**What the task requires:** Copy out the data below word for word, starting at the line containing "pattern on umbrella?" and ending at the line containing "0,354 -> 896,474", both of those lines included.

** START Extracted information **

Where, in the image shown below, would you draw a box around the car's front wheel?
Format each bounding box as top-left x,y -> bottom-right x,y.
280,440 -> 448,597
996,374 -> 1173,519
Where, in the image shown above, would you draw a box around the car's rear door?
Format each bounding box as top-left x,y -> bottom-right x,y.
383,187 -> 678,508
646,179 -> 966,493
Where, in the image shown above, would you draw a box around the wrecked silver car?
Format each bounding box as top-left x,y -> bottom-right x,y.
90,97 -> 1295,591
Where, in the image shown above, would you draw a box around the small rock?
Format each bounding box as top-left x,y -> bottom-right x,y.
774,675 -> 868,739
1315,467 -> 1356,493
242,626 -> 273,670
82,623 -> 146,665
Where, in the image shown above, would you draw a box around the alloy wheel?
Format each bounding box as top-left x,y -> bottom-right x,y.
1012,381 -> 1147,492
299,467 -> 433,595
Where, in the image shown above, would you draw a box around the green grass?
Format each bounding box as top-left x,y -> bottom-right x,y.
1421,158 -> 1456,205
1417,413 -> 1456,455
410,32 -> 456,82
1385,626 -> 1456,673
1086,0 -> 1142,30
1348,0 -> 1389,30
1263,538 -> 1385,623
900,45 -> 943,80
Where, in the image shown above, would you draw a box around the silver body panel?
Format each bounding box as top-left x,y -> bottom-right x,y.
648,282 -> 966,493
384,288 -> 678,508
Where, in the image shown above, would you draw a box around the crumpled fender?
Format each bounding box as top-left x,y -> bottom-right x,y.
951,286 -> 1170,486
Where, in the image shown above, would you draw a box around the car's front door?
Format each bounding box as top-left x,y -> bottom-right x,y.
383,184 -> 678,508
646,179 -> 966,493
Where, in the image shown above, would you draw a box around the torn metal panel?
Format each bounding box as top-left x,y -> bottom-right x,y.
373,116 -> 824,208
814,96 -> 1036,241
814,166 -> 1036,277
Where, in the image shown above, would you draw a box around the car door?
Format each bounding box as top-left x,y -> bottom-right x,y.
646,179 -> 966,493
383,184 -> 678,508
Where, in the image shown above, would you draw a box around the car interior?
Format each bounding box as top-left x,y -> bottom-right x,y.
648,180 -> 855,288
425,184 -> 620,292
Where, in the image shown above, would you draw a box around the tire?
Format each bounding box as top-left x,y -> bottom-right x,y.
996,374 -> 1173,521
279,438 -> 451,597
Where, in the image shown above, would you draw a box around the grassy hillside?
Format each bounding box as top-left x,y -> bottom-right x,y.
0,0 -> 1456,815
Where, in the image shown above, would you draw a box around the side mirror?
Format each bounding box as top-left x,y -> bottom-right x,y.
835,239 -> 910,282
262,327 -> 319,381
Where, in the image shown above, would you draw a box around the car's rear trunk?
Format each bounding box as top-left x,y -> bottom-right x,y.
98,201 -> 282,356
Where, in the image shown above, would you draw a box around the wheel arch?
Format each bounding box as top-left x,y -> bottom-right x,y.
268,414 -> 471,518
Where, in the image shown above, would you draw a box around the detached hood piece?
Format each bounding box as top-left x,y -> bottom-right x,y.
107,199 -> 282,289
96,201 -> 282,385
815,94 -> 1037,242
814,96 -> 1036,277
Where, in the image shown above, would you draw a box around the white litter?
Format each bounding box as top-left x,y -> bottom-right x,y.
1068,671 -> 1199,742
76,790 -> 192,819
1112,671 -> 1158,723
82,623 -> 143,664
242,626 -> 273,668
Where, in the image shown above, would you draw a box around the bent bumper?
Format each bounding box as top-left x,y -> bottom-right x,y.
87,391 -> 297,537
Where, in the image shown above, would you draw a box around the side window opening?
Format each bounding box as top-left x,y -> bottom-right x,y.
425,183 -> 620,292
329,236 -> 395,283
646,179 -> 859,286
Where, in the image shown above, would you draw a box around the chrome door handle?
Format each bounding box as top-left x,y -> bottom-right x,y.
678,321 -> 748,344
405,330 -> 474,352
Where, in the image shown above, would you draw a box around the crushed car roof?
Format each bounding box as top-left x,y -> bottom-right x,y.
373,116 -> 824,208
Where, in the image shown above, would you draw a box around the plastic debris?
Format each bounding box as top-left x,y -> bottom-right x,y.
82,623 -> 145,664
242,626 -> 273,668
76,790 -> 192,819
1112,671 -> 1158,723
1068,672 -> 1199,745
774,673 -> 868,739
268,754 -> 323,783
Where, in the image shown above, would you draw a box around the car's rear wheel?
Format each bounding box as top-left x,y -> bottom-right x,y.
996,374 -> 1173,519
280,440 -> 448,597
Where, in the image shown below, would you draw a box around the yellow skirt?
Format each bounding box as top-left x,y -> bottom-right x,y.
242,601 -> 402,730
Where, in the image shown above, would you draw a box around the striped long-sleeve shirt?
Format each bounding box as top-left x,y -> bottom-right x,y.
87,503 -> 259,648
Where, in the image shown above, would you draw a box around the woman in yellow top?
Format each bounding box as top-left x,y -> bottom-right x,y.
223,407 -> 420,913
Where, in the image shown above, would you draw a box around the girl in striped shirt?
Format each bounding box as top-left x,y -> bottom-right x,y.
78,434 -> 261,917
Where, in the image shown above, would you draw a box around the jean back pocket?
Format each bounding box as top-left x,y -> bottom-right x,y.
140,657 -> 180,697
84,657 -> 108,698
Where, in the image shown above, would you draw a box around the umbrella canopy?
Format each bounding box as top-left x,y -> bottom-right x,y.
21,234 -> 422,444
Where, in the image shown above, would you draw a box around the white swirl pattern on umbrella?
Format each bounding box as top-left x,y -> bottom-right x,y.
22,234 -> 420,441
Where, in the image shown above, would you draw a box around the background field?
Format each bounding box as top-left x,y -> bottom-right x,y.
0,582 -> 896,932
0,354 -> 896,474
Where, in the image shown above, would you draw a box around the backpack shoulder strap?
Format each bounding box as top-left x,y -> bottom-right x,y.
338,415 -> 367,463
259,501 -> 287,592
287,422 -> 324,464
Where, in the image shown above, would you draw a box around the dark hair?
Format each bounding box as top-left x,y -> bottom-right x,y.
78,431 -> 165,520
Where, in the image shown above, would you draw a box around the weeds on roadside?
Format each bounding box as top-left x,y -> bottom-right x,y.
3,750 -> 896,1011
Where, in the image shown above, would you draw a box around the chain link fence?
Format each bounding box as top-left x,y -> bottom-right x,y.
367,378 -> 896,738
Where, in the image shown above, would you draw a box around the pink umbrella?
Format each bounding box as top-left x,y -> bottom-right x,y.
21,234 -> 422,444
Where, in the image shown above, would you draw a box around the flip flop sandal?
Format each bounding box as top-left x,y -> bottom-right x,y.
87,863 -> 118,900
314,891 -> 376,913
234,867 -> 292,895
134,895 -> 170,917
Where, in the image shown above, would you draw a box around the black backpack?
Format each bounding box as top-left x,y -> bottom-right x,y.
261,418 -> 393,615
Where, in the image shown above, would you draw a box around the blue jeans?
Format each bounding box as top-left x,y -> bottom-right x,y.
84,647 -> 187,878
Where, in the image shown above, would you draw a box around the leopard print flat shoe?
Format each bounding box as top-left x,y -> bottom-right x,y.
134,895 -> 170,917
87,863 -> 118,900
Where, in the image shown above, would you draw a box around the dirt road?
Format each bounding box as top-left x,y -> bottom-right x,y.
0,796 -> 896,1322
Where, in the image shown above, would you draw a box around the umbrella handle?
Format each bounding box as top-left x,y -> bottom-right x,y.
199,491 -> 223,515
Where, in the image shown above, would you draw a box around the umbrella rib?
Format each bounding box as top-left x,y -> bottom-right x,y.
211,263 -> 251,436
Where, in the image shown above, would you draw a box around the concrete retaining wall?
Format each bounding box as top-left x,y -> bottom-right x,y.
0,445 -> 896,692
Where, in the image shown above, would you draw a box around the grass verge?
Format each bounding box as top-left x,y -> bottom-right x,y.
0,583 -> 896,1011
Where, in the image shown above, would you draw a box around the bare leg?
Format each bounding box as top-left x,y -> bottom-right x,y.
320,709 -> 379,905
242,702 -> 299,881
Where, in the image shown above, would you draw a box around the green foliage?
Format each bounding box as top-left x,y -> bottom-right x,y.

** END Extracted information **

**Final result:**
Where, in the image shown above, would you draw a box around the white swirl pattern on umbrella?
Format each bounding box as top-left x,y -> bottom-right x,y.
22,234 -> 420,441
Where, in the image shown above, would you draw a box around the background field?
Format each bounding box as top-left x,y -> bottom-right x,y.
0,582 -> 896,932
0,354 -> 896,474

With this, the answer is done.